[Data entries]
****
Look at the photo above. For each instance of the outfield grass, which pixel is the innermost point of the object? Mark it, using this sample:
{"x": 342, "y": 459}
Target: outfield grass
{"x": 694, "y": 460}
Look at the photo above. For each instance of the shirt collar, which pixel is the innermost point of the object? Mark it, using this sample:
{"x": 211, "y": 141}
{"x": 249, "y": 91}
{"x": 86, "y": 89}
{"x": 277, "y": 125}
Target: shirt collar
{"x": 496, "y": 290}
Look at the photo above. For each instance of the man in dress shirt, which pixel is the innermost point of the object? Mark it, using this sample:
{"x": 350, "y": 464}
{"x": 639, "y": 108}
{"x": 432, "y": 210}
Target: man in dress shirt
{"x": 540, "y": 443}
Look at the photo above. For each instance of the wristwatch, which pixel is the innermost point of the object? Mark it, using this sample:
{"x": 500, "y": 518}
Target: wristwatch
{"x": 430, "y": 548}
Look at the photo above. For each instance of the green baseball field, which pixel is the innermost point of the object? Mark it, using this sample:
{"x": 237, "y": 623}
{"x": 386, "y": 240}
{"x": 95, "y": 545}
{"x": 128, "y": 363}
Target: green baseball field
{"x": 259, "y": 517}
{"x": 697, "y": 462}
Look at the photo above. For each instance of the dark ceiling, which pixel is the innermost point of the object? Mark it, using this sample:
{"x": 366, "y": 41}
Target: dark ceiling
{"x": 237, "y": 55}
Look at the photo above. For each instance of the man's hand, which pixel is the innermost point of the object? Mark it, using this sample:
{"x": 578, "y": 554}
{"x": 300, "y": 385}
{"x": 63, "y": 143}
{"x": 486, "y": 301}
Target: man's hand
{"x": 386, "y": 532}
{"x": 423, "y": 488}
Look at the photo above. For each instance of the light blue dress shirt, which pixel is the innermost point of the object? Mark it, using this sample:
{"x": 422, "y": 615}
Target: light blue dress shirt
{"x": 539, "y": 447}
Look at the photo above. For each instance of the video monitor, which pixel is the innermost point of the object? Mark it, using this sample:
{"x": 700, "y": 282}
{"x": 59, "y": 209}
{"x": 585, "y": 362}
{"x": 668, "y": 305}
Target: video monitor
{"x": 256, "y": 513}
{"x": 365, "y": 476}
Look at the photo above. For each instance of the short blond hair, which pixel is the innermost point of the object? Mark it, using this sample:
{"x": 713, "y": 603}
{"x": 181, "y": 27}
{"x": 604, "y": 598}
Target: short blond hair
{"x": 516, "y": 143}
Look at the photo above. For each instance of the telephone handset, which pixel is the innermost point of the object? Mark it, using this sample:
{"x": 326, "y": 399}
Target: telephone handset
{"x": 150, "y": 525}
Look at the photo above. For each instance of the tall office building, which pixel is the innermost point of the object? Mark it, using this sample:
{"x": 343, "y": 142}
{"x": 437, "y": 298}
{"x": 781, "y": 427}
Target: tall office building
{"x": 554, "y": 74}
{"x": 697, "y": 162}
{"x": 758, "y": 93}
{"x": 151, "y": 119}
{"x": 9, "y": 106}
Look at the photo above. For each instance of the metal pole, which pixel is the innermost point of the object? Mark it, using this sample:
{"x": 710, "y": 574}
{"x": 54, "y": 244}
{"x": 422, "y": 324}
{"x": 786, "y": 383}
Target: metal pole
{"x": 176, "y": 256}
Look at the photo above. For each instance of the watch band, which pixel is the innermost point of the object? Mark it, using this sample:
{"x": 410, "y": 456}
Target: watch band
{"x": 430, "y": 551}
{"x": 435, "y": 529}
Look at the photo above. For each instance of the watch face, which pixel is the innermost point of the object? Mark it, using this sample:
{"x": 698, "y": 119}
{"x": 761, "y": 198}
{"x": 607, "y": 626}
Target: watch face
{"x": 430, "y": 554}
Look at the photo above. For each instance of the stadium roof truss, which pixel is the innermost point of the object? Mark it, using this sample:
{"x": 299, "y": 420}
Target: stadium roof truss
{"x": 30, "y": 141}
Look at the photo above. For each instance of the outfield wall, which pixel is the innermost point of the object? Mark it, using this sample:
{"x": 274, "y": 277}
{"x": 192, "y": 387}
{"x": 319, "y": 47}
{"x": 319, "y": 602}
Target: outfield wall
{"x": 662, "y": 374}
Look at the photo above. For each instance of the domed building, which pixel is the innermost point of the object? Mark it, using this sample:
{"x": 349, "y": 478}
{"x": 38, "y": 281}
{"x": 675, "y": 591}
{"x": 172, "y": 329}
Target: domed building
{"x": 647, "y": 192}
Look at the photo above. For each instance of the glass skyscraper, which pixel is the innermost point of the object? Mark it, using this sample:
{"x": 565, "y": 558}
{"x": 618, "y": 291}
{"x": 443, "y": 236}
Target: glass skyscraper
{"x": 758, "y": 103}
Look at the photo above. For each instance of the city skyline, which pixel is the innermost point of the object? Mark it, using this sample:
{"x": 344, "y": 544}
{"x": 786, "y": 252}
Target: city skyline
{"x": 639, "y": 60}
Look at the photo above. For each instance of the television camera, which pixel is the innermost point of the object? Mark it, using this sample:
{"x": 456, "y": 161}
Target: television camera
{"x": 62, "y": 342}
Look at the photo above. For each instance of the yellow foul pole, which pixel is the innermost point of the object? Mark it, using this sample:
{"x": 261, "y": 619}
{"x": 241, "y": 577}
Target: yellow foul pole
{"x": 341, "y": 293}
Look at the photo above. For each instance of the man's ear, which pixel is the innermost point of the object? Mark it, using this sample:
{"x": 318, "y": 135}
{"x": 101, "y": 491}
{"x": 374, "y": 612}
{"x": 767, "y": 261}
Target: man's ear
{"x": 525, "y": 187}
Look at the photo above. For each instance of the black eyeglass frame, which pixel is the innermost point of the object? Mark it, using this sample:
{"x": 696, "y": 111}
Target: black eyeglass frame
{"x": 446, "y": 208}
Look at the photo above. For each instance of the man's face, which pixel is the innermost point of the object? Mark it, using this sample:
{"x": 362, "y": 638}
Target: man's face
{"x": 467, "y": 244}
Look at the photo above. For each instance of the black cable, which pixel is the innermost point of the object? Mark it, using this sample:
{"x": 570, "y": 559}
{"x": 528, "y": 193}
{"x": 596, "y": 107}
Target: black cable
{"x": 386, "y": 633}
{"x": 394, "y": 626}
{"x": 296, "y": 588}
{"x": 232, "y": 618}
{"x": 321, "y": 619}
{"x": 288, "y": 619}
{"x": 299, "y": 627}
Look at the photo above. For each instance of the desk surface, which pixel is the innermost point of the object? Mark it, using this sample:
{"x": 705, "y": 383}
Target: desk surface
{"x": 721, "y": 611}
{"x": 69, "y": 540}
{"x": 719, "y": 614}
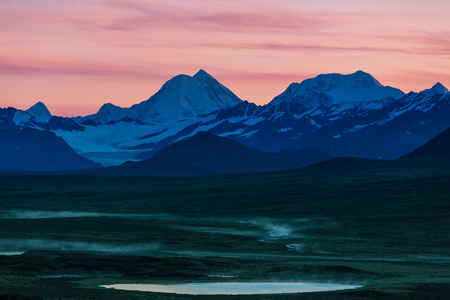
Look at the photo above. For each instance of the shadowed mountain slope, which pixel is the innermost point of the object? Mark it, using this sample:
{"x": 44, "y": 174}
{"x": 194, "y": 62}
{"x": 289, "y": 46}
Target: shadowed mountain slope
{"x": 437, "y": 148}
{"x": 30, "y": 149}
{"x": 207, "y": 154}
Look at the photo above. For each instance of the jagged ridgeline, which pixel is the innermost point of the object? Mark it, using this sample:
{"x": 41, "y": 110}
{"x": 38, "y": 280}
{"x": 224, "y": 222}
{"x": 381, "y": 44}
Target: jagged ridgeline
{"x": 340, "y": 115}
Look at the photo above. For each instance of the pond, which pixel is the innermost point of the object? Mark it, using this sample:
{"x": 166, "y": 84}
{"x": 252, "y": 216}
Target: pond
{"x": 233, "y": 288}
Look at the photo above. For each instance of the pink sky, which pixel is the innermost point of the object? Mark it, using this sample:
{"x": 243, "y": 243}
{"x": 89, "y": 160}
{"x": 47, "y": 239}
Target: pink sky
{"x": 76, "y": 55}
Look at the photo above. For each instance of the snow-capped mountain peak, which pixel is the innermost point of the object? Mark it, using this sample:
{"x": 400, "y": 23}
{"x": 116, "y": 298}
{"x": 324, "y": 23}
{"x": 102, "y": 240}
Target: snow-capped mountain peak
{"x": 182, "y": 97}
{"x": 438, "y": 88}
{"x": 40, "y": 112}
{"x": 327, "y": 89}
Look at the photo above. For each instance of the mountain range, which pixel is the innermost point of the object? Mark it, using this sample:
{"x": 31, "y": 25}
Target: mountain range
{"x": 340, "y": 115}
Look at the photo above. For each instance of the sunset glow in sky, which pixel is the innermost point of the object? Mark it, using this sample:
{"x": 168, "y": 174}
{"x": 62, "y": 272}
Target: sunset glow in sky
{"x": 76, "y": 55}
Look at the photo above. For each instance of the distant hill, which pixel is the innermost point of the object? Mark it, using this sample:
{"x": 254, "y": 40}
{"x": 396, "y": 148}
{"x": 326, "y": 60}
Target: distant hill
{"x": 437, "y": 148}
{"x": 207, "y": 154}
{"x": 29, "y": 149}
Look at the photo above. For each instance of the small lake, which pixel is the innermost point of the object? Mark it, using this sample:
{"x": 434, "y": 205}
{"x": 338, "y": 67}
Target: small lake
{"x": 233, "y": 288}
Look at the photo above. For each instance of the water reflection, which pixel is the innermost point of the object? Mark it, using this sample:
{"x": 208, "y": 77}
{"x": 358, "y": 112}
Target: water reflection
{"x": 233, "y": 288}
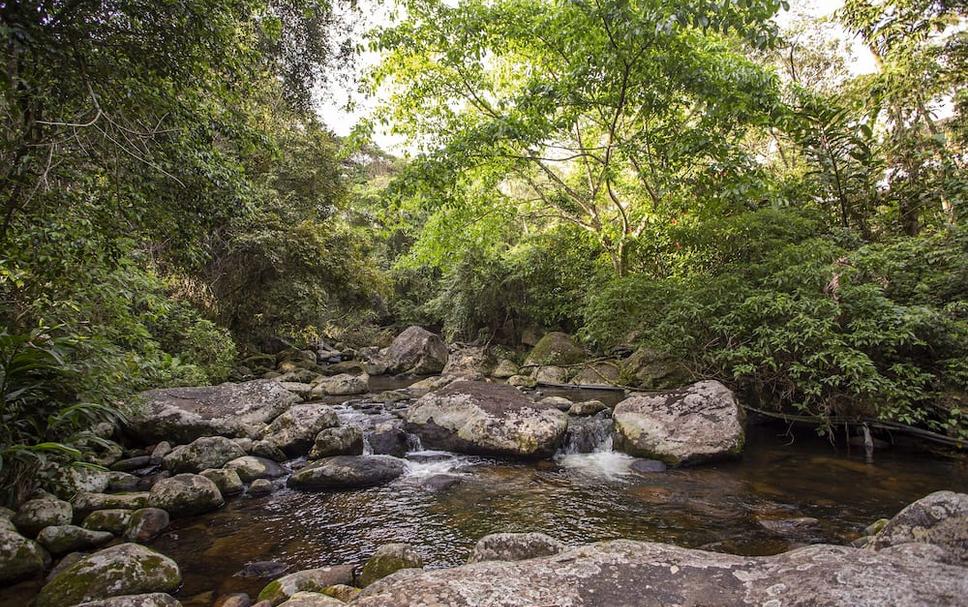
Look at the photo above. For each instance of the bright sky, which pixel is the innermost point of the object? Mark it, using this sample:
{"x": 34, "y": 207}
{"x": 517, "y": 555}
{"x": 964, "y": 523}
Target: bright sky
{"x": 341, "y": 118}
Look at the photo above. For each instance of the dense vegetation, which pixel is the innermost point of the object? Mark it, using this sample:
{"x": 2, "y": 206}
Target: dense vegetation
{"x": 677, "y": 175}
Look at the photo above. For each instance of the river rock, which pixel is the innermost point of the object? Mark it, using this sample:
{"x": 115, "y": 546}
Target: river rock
****
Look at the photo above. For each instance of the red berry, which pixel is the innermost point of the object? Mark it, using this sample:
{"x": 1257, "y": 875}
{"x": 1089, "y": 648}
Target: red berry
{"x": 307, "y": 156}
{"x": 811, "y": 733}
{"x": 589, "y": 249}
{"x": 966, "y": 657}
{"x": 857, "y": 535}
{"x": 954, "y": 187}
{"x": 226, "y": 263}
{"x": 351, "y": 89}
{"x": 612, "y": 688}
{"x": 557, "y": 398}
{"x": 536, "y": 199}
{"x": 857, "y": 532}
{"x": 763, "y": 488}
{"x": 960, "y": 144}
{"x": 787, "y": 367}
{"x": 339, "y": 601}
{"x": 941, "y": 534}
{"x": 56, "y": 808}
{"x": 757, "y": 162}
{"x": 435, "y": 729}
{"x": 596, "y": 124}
****
:: Work to complete ::
Find every line in the listing above that contains the word "shadowed", matching case exactly, and copy each of those lines.

:: Result of this exercise ::
Look at the photo above. For each instance of the shadowed mountain slope, which pixel is the innermost point of the object? Mark it, using this sample:
Target: shadowed mountain slope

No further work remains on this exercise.